Data for this task =
:::

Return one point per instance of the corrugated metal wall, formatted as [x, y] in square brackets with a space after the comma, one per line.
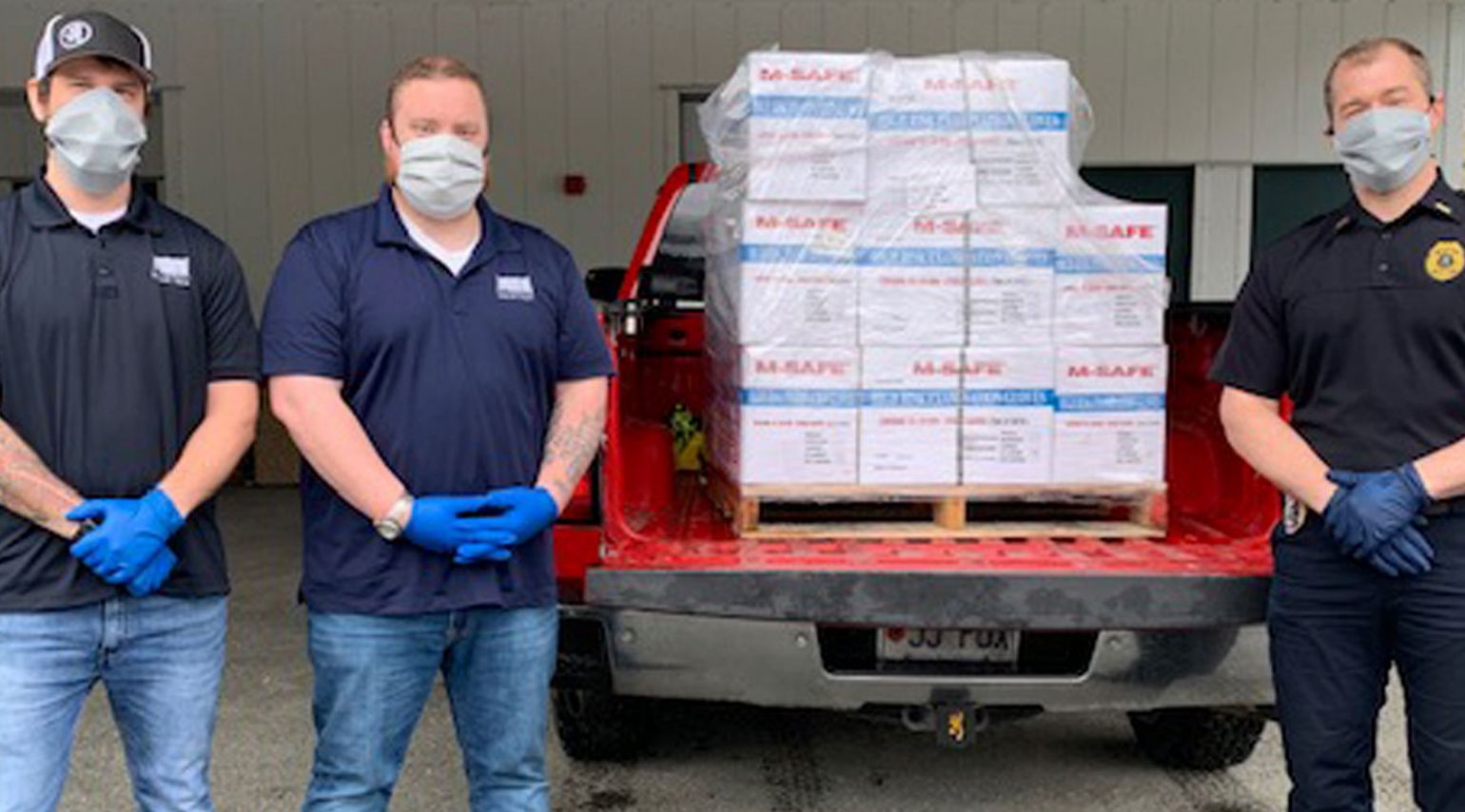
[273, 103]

:::

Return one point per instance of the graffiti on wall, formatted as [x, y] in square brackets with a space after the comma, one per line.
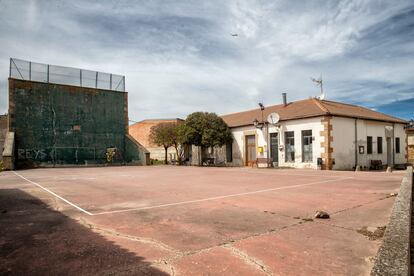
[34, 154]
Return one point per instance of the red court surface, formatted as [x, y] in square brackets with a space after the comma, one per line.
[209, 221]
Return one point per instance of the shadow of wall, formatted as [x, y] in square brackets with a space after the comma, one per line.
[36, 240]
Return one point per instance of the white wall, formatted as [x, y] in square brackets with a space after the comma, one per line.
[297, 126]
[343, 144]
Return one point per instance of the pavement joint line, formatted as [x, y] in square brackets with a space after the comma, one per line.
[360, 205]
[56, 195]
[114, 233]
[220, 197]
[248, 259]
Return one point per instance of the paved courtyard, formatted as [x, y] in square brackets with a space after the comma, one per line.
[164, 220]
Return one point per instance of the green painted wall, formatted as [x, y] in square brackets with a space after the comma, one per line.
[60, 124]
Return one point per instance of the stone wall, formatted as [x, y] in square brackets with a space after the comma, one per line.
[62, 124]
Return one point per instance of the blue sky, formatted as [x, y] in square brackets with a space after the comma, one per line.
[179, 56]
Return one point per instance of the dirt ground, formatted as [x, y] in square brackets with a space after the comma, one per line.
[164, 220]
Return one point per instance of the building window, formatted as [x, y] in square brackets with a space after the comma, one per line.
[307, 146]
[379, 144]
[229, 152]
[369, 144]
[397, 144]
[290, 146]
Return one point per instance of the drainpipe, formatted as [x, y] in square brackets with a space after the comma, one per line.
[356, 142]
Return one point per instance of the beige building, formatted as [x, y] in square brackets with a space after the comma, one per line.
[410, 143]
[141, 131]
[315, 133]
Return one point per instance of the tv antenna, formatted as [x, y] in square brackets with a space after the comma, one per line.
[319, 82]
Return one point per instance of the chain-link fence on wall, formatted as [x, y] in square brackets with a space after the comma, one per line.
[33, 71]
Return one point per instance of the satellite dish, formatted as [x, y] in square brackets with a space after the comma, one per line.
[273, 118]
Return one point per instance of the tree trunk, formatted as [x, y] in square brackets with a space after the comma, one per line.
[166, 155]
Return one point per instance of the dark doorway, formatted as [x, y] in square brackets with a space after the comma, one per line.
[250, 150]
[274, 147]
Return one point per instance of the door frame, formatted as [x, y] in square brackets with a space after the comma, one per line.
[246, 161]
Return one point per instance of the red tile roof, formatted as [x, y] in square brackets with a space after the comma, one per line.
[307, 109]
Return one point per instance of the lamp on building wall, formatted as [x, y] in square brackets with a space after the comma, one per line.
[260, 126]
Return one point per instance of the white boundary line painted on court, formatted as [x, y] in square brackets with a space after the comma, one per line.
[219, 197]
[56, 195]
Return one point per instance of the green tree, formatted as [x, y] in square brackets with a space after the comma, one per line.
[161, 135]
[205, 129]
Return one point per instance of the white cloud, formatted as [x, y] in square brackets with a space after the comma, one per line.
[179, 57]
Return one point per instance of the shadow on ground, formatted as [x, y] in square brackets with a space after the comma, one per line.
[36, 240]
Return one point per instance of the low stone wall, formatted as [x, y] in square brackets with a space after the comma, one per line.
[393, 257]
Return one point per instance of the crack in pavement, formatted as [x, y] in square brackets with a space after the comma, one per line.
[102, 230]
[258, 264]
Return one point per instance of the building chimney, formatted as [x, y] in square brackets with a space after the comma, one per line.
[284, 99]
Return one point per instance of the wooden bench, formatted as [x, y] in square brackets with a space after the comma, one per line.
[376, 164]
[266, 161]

:::

Written task = How many lines of the data contain the string "pavement"? Reply with the number alone.

Response to this task = 2